INSTRUCTIONS FOR THE TASK. Please reproduce the lines from the one containing "If you could pin the foresail" through the end of the data below exactly as they stand, and omit all pictures.

(Stored items from a collection)
::::::

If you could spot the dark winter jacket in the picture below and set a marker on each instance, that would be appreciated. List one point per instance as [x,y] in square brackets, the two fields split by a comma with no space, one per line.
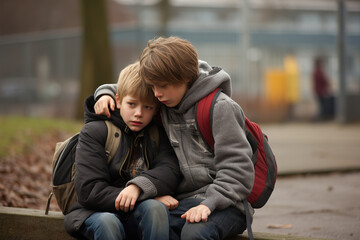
[224,177]
[97,183]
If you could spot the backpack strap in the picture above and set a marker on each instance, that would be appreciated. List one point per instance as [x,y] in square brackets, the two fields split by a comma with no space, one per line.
[204,122]
[204,110]
[112,140]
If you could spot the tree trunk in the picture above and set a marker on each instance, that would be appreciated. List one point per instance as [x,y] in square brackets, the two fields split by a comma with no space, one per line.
[96,55]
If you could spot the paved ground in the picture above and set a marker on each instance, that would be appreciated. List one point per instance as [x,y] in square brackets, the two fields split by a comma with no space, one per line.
[325,205]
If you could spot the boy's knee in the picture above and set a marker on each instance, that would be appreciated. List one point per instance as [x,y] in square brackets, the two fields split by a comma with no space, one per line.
[154,210]
[197,231]
[109,220]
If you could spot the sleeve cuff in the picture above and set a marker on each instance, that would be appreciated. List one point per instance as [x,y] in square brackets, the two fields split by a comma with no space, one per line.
[148,188]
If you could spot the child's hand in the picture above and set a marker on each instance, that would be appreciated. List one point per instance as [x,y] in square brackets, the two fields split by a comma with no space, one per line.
[126,199]
[197,214]
[103,104]
[169,201]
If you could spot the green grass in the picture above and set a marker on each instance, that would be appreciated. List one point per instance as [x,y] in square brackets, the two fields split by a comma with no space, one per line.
[16,132]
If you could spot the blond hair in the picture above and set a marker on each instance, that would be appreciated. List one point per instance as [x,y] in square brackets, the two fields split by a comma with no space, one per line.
[172,60]
[130,83]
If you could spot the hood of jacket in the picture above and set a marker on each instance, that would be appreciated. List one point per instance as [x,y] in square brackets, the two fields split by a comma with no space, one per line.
[90,115]
[209,79]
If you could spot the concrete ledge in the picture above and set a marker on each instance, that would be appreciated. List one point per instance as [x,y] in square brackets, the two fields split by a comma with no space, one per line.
[33,224]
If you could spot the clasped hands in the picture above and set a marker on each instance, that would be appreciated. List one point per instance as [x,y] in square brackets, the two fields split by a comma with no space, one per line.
[127,198]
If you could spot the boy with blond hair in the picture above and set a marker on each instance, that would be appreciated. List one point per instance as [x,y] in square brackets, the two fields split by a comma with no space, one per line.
[113,198]
[212,194]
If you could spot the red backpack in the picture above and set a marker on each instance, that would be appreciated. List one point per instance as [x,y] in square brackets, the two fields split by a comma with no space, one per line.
[263,157]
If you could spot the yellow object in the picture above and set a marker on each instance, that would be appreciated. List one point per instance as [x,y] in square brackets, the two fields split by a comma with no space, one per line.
[282,85]
[275,86]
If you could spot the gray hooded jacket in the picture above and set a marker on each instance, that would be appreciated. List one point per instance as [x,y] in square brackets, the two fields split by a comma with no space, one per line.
[223,177]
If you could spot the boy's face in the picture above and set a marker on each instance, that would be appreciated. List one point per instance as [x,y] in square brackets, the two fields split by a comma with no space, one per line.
[168,94]
[135,113]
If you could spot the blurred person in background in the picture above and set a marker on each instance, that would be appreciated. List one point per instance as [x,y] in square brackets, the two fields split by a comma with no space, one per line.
[322,90]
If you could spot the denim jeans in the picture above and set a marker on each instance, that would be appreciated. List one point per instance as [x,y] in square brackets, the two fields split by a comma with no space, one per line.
[149,220]
[220,224]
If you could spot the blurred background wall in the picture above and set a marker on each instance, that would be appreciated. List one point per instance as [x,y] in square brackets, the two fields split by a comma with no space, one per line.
[267,46]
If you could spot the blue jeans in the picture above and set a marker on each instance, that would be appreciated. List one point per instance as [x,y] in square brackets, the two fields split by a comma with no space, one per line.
[220,225]
[148,220]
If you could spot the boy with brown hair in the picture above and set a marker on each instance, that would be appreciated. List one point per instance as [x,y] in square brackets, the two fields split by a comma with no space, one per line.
[113,197]
[216,182]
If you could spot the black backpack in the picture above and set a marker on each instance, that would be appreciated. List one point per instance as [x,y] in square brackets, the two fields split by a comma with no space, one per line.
[63,167]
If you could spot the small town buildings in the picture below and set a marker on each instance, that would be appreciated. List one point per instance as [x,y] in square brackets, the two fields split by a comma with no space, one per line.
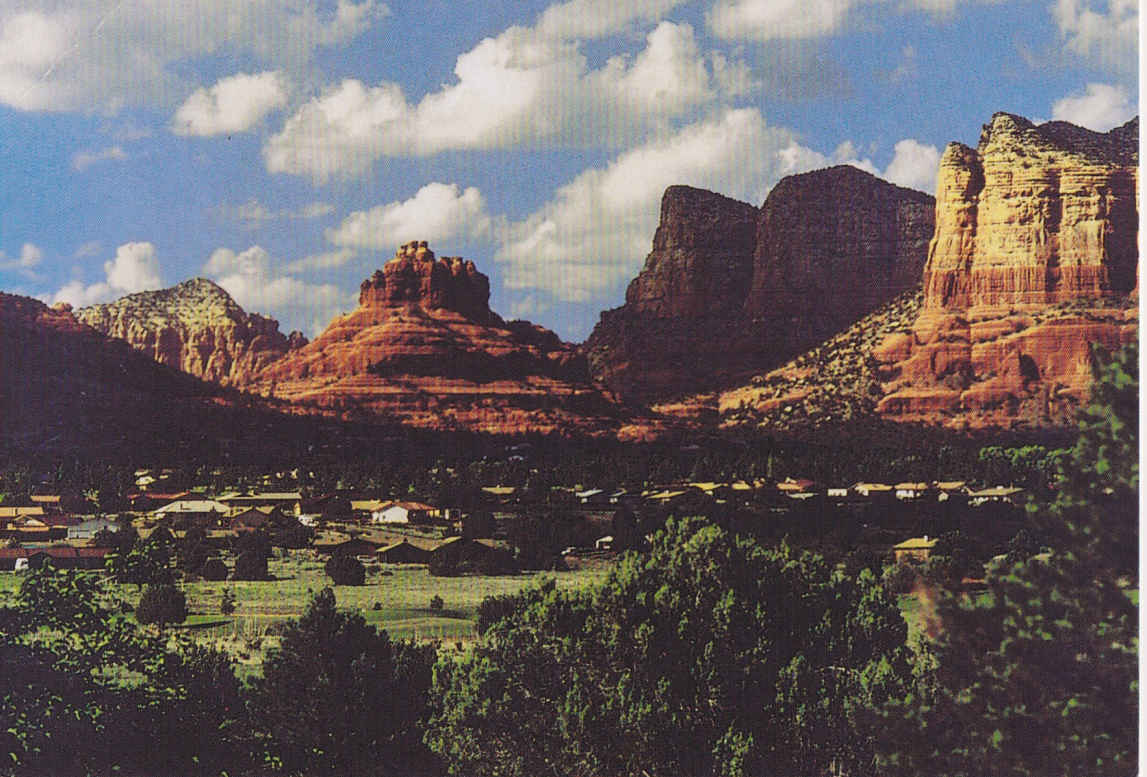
[1004,494]
[403,551]
[286,500]
[91,527]
[873,489]
[405,512]
[908,490]
[63,557]
[792,486]
[917,549]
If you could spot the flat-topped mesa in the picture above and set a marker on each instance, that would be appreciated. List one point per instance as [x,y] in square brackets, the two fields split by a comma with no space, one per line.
[197,327]
[1034,216]
[415,277]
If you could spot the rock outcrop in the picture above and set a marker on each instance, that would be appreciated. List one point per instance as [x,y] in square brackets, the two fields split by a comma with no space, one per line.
[683,311]
[1034,261]
[730,289]
[62,385]
[424,349]
[195,327]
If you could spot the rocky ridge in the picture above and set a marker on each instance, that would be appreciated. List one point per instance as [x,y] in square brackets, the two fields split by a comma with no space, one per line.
[62,381]
[835,382]
[197,327]
[424,349]
[728,289]
[1034,261]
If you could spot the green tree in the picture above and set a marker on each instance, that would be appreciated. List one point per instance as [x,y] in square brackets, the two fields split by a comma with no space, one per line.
[340,698]
[84,690]
[147,562]
[1039,677]
[710,654]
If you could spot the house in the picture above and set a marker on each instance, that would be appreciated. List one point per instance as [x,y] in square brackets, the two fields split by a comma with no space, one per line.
[405,512]
[252,519]
[593,496]
[873,489]
[90,528]
[790,486]
[61,556]
[403,551]
[500,494]
[286,500]
[205,509]
[908,490]
[1004,494]
[917,549]
[22,511]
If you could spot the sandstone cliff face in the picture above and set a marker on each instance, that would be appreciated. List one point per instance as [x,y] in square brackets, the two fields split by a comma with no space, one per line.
[195,327]
[424,349]
[1034,259]
[832,246]
[1035,216]
[681,311]
[63,383]
[730,289]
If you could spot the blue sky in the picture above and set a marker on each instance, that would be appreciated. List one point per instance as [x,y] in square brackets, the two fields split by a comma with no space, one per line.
[286,148]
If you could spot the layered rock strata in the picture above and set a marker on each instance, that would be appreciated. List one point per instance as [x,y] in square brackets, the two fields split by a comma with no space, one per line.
[728,290]
[64,383]
[1034,261]
[195,327]
[424,349]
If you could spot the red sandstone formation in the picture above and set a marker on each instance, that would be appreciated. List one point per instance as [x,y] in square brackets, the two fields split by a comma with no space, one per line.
[424,349]
[728,290]
[1034,259]
[63,383]
[195,327]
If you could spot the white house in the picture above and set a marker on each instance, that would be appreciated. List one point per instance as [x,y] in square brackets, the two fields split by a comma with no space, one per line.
[404,512]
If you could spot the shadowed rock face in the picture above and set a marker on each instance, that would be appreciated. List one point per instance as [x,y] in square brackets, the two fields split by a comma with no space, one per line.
[195,327]
[63,383]
[423,348]
[730,289]
[1032,262]
[681,312]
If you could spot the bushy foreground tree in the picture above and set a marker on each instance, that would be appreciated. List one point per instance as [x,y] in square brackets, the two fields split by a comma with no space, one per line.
[85,691]
[340,698]
[708,655]
[1039,677]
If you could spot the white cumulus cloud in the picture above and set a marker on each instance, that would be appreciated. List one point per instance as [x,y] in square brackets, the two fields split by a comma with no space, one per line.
[914,164]
[233,105]
[100,55]
[135,267]
[520,88]
[1101,107]
[1107,30]
[257,284]
[437,211]
[590,239]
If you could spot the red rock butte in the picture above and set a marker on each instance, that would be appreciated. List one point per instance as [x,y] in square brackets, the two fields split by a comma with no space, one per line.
[423,348]
[1034,261]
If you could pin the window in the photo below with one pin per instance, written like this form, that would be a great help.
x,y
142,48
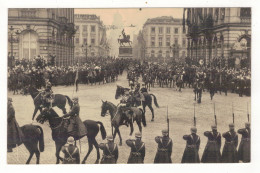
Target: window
x,y
160,41
160,30
176,30
168,41
168,30
176,41
153,30
93,28
92,41
183,41
85,28
77,40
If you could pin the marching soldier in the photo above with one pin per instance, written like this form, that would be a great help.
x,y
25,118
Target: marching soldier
x,y
71,152
164,150
229,153
244,147
110,151
137,153
191,152
76,127
14,133
211,153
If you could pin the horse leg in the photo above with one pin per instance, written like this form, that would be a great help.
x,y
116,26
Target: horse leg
x,y
90,148
151,108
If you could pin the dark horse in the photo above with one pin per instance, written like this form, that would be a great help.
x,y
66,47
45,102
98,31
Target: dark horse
x,y
59,100
117,117
33,135
60,134
147,102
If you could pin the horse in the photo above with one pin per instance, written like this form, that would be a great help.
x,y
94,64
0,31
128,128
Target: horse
x,y
33,135
60,134
59,100
147,102
117,117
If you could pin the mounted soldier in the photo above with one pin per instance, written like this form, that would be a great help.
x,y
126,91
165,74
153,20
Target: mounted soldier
x,y
164,150
191,152
71,152
137,153
76,127
110,151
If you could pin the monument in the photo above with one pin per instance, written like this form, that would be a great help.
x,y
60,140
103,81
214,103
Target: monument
x,y
125,48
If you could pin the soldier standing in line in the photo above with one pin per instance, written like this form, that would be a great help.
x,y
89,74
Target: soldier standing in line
x,y
137,153
244,150
191,152
110,151
164,150
211,152
71,152
229,153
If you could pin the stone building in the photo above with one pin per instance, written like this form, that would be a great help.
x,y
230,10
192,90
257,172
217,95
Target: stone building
x,y
41,31
222,34
90,37
164,39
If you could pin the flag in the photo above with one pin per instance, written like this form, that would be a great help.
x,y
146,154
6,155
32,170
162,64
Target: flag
x,y
76,80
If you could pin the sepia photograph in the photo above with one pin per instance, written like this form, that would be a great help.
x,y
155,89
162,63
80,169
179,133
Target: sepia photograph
x,y
129,85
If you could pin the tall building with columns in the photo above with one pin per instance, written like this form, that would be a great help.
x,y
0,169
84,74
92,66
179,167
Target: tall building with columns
x,y
90,37
219,33
164,39
41,31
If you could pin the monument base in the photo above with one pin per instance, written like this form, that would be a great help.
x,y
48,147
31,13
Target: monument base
x,y
125,52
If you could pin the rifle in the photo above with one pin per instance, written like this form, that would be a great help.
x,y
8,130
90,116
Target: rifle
x,y
215,115
194,117
233,114
168,123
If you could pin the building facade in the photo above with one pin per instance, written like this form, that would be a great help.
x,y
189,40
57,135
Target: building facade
x,y
222,34
164,39
90,37
41,31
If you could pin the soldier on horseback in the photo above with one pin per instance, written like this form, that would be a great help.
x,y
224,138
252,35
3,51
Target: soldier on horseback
x,y
75,127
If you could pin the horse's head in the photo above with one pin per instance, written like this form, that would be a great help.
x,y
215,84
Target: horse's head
x,y
104,108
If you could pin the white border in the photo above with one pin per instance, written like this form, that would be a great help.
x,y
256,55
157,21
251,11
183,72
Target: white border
x,y
252,167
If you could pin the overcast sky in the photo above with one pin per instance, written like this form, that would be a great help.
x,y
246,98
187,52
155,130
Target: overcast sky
x,y
123,17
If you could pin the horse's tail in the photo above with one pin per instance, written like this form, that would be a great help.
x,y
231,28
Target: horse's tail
x,y
155,101
102,129
41,139
143,118
69,101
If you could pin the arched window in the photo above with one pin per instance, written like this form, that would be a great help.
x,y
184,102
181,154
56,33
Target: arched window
x,y
29,45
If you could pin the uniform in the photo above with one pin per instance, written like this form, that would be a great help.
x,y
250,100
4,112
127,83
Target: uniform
x,y
76,127
110,153
191,154
244,150
14,133
137,153
229,153
211,153
164,150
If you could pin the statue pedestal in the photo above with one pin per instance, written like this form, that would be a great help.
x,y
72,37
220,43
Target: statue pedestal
x,y
125,52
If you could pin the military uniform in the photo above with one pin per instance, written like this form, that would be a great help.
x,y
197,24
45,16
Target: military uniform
x,y
244,150
110,152
14,133
137,153
229,153
71,153
191,154
164,150
211,152
76,127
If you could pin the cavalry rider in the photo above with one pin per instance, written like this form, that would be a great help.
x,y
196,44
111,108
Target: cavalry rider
x,y
71,152
76,127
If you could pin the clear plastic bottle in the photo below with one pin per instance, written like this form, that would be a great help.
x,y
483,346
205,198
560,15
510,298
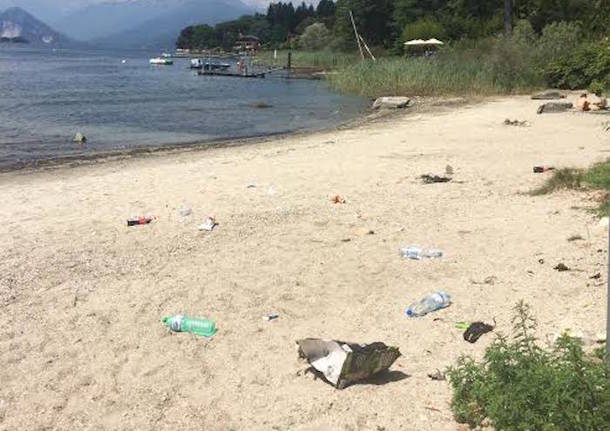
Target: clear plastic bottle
x,y
429,303
417,253
180,323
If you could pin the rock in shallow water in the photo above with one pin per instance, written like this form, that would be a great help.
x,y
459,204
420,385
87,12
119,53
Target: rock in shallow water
x,y
393,102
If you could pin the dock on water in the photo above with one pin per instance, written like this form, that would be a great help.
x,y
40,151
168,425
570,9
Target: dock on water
x,y
231,74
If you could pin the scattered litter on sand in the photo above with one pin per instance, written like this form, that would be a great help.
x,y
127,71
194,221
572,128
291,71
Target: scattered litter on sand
x,y
491,280
194,325
337,199
429,303
476,330
417,253
344,363
591,102
438,376
548,95
135,221
561,267
509,122
208,225
184,211
554,107
541,169
432,179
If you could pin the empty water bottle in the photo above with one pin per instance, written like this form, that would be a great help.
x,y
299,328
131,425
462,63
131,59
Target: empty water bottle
x,y
429,303
180,323
417,253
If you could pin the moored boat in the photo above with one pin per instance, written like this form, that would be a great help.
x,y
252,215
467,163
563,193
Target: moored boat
x,y
161,61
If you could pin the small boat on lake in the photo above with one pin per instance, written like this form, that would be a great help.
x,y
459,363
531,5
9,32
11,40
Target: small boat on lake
x,y
197,63
161,61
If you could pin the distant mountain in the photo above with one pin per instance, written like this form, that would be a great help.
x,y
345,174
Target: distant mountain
x,y
17,25
45,10
145,23
112,17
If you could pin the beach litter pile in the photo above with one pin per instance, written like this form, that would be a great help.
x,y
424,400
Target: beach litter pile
x,y
337,199
475,330
509,122
561,267
342,363
540,169
591,102
552,107
208,225
135,221
417,253
429,303
271,316
193,325
548,95
432,179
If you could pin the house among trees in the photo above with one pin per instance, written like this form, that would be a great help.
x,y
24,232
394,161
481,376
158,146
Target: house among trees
x,y
247,44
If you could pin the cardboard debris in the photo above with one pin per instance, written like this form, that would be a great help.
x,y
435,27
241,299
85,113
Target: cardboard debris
x,y
344,363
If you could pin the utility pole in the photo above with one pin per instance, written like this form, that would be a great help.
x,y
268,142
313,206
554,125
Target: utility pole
x,y
508,17
608,310
356,34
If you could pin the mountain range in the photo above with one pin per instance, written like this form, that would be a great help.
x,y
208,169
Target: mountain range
x,y
122,23
18,26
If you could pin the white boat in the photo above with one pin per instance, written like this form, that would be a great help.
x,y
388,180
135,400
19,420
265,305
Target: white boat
x,y
161,61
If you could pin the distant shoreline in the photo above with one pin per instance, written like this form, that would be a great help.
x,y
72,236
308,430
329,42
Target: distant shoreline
x,y
167,148
366,117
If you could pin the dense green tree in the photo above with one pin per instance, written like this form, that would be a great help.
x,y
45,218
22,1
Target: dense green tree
x,y
373,19
388,22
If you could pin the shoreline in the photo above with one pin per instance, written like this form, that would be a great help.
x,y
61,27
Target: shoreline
x,y
89,351
369,116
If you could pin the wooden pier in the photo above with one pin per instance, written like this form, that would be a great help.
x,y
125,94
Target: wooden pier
x,y
230,74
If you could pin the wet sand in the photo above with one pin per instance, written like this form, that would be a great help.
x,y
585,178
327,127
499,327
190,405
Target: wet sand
x,y
82,294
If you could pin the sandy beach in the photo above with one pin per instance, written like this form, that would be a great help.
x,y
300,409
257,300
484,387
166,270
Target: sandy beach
x,y
82,294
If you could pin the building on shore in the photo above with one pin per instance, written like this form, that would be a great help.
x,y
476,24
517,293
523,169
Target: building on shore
x,y
247,43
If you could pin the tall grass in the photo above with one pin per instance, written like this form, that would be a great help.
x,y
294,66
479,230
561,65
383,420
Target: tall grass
x,y
597,177
485,67
325,59
519,386
418,76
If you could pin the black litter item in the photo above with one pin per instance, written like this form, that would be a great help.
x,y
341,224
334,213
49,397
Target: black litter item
x,y
431,179
344,363
475,330
561,267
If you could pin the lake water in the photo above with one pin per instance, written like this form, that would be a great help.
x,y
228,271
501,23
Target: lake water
x,y
46,97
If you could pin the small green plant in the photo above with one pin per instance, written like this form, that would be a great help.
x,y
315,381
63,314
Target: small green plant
x,y
597,177
519,386
587,64
565,178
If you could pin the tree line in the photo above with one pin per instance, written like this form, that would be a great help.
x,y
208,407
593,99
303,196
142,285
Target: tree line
x,y
388,23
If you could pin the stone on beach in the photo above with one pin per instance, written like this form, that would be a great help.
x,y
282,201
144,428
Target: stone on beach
x,y
79,138
394,102
548,95
554,107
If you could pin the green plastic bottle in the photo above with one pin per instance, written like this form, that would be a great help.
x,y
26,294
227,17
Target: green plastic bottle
x,y
180,323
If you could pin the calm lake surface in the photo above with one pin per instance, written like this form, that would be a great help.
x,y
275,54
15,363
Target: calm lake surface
x,y
46,97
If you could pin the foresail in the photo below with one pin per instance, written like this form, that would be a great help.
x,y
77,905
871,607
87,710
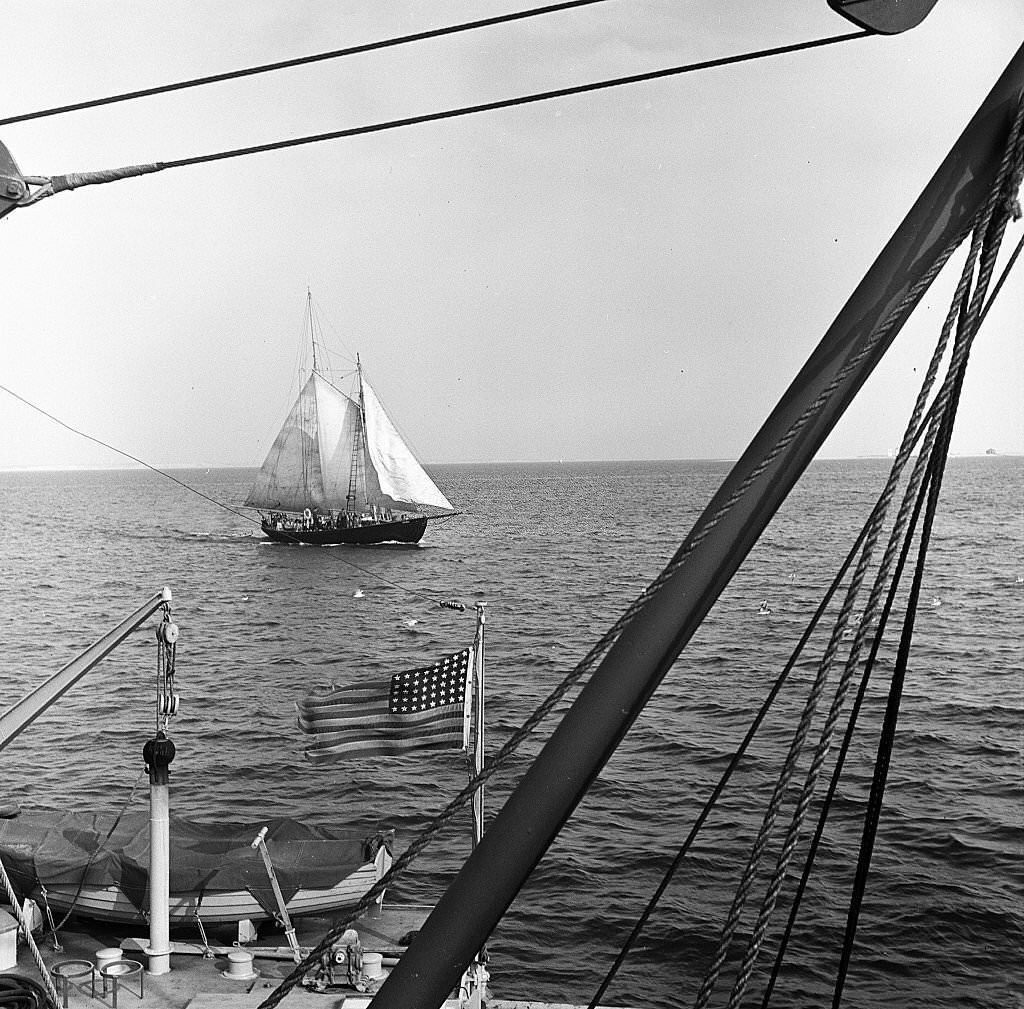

::::::

RESPONSE TO THIS EXERCISE.
If you could pin the foresail in the photo below with one pin per instance, written like this form, that would be a great help.
x,y
77,905
871,607
87,710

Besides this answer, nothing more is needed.